* **STATED PROBLEM**
Return each line in the data below that contains the string "grass". Letter case counts.

───── DATA TO USE ─────

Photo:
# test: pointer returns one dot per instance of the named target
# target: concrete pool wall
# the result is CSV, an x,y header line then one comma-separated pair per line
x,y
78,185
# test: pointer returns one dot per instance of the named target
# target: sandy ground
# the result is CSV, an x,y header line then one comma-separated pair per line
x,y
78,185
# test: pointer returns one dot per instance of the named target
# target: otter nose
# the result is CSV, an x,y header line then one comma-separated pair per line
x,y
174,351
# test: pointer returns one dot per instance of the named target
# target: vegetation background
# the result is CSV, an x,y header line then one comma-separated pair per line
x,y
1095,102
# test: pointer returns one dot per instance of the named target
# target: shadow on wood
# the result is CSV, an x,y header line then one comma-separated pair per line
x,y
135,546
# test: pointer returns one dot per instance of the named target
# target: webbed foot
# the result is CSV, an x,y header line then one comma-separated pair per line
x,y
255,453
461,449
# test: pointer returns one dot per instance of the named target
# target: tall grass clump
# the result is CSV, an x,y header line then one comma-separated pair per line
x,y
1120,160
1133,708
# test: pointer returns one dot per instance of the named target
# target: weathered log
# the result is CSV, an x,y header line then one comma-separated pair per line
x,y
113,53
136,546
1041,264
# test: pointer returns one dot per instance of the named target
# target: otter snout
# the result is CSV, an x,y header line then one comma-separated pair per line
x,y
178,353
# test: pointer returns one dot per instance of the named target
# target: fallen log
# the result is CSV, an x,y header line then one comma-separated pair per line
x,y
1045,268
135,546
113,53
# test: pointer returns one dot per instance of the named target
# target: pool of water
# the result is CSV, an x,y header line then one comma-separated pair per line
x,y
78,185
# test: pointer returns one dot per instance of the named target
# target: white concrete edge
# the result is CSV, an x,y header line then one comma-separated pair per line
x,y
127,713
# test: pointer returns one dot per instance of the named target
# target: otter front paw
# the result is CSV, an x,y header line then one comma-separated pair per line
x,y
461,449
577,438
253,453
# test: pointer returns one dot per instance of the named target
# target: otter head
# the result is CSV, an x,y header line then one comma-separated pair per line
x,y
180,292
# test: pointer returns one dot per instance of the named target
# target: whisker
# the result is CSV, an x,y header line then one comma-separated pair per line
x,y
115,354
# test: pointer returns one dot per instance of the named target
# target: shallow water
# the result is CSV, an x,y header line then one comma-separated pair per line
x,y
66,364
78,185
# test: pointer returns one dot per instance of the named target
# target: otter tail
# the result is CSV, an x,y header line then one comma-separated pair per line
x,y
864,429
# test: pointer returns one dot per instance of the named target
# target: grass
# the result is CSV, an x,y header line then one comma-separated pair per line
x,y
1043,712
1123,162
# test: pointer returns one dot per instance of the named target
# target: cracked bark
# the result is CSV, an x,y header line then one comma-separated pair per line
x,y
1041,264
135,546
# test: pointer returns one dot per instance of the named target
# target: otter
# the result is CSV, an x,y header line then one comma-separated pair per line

─────

* **SOLUTION TO THE EXERCISE**
# target: tall grass clump
# target: grass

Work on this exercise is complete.